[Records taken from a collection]
• • • • •

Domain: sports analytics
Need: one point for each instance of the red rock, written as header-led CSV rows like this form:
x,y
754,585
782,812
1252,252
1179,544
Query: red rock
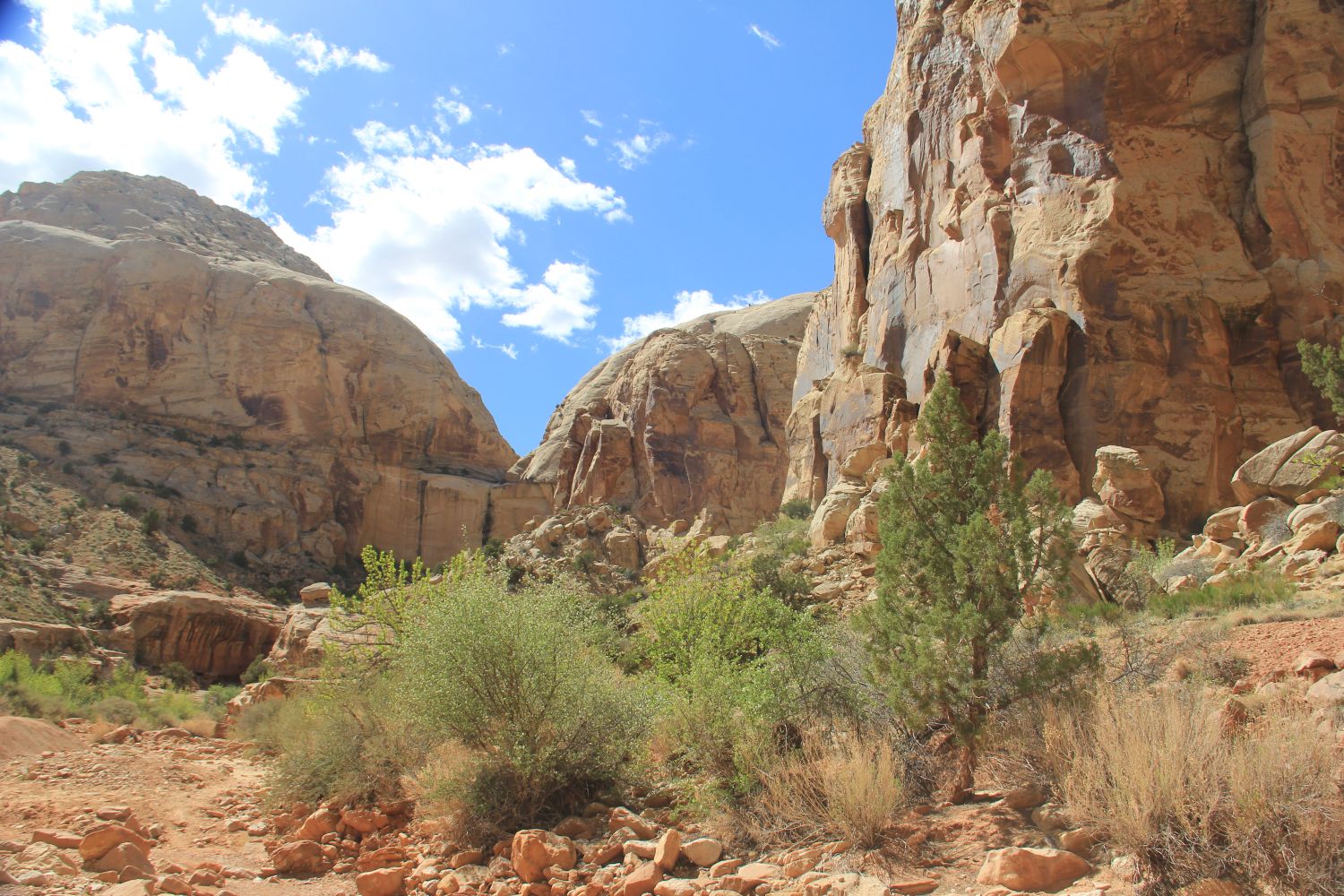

• • • • •

- INSTRUCTIONS FOR THE TASK -
Copy every line of the material above word for word, leaving out the pictures.

- WRITTEN RESPONSE -
Domain: sports analytics
Need: one point for each instance of the red rock, written as header-led CSV rows like this form:
x,y
754,585
782,812
1252,252
1179,544
Query: red rock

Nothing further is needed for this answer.